● **DIRECTION 1**
In the Company Order and Officers' Certificate, rewrite the stretch from "Pursuant to Article" through "Exhibits 1 and 2.", replacing "Appalachian Power Company" with "the issuer".
● **DIRECTION 2**
Answer these questions from the Company Order and Officers' Certificate:
(a) On what date is the Indenture dated?
(b) On what date is the principal of the Series P Notes payable?
(c) To what amount is the initial aggregate principal of the Series O Notes limited?
● **DIRECTION 3**
Decide whether each statement agrees with the Company Order and Officers' Certificate:
(a) The Board Resolutions are dated January 25, 2007.
(b) All Series O Notes must be issued at the same time.
(c) The Series O Notes carry an interest rate of 6.70%.

● **DOCUMENT**
>> BEGIN

EX-4.B 3 ex4bordercert.htm EX 4(B) - COMPANY ORDER AND OFFICERS' CERTIFICATE, SERIES O AND P ex4bordercert.htm
EXHIBIT 4(b)
 
 
August 17, 2007


Company Order and Officers' Certificate
5.65% Senior Notes, Series O, due 2012
6.70% Senior Notes, Series P, due 2037


The Bank of New York, as Trustee
101 Barclay Street – 8W
New York, New York 10286

Ladies and Gentlemen:

Pursuant to Article Two of the Indenture, dated as of January 1, 1998 (as it may be amended or supplemented, the "Indenture"), from Appalachian Power Company (the "Company") to The Bank of New York, as trustee (the "Trustee"), and the Board Resolutions dated January 25, 2007, a copy of which certified by the Secretary or an Assistant Secretary of the Company is being delivered herewith under Section 2.01 of the Indenture, and unless otherwise provided in a subsequent Company Order pursuant to Section 2.04 of the Indenture,

1.
the Company's 5.65% Senior Notes, Series O, due 2012 (the "Series O Notes") and 6.70% Senior Notes, Series P, due 2037 (the "Series P Notes") are hereby established.  The Series O Notes and the Series P Notes are collectively referred to herein as the "Notes".  The Notes shall be in substantially the forms attached hereto as Exhibits 1 and 2.
     
2.
the terms and characteristics of the Notes shall be as follows (the numbered clauses set forth below corresponding to the numbered subsections of Section 2.01 of the Indenture, with terms used and not defined herein having the meanings specified in the Indenture):
     
 
(i)
the aggregate principal amount of Notes which may be authenticated and delivered under the Indenture initially shall be limited to $250,000,000 for the Series O Notes and $250,000,000 for the Series P Notes, except as contemplated in Section 2.01(i) of the Indenture and except that such principal amount may be increased from time to time; all Series O Notes and all Series P Notes need not be issued at the same time and each such series may be reopened at any time, without the consent of any securityholder, for issuance of additional Notes, which Notes will have the same interest rate, maturity and other terms as those initially issued;
     
 
(ii)
the date on which the principal of the Series O Notes shall be payable shall be August 15, 2012 and the date on which the principal of the Series P Notes shall be payable shall be August 15, 2037;
     
 
(iii)

>> END

● **RAW RECORDS**
>> BEGIN

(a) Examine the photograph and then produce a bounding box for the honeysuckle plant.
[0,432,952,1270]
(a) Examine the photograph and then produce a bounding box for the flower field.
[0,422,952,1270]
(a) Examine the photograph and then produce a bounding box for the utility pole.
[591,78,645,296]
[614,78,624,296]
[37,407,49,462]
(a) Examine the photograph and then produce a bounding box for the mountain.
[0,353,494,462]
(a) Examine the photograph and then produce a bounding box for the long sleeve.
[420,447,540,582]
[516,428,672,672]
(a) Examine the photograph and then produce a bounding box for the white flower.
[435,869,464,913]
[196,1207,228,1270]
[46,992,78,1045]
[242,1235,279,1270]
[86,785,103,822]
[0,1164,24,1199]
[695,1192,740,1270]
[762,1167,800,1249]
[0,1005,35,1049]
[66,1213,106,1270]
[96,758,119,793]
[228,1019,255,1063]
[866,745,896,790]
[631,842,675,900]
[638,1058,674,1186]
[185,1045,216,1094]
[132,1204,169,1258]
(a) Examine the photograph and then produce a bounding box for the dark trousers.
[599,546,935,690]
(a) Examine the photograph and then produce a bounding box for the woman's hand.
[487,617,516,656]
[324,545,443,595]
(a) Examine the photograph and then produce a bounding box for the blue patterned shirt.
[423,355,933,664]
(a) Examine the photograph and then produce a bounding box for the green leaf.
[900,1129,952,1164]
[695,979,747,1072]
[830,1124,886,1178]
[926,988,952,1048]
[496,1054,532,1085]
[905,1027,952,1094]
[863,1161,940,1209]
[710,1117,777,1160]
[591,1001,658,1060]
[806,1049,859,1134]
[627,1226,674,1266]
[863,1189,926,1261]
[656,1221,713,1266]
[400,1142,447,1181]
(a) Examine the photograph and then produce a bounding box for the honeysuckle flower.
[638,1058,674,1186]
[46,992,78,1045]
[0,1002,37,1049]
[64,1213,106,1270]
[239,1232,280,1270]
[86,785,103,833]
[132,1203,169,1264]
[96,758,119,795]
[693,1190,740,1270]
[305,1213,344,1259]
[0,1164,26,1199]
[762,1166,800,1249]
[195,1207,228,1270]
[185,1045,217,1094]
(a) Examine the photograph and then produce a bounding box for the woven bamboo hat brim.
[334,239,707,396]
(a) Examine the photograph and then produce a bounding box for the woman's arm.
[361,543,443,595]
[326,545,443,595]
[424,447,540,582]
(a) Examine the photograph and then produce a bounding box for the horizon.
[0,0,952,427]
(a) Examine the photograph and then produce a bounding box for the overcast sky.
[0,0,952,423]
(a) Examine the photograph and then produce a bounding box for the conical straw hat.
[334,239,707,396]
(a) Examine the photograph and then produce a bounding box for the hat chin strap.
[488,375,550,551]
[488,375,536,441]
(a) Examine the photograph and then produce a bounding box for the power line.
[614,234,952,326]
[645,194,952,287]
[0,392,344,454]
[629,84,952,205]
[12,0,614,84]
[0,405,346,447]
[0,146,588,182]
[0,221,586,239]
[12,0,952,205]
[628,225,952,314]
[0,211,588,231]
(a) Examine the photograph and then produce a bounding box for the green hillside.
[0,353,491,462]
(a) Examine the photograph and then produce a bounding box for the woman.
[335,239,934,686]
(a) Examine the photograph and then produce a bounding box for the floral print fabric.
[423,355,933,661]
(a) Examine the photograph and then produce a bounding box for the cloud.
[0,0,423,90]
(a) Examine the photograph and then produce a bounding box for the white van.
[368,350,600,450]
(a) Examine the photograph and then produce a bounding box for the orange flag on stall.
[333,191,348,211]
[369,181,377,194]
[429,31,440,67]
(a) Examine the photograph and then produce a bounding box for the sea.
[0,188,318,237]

>> END

● **WRITTEN REPLY 1**
Pursuant to Article Two of the Indenture, dated as of January 1, 1998 (as it may be amended or supplemented, the "Indenture"), from the issuer (the "Company") to The Bank of New York, as trustee (the "Trustee"), and the Board Resolutions dated January 25, 2007, a copy of which certified by the Secretary or an Assistant Secretary of the Company is being delivered herewith under Section 2.01 of the Indenture, and unless otherwise provided in a subsequent Company Order pursuant to Section 2.04 of the Indenture,

1.
the Company's 5.65% Senior Notes, Series O, due 2012 (the "Series O Notes") and 6.70% Senior Notes, Series P, due 2037 (the "Series P Notes") are hereby established.  The Series O Notes and the Series P Notes are collectively referred to herein as the "Notes".  The Notes shall be in substantially the forms attached hereto as Exhibits 1 and 2.

● **WRITTEN REPLY 2**
(a) January 1, 1998
(b) August 15, 2037
(c) $250,000,000

● **WRITTEN REPLY 3**
(a) Yes: "the Board Resolutions dated January 25, 2007"
(b) No: "all Series O Notes and all Series P Notes need not be issued at the same time"
(c) No: "5.65% Senior Notes, Series O, due 2012"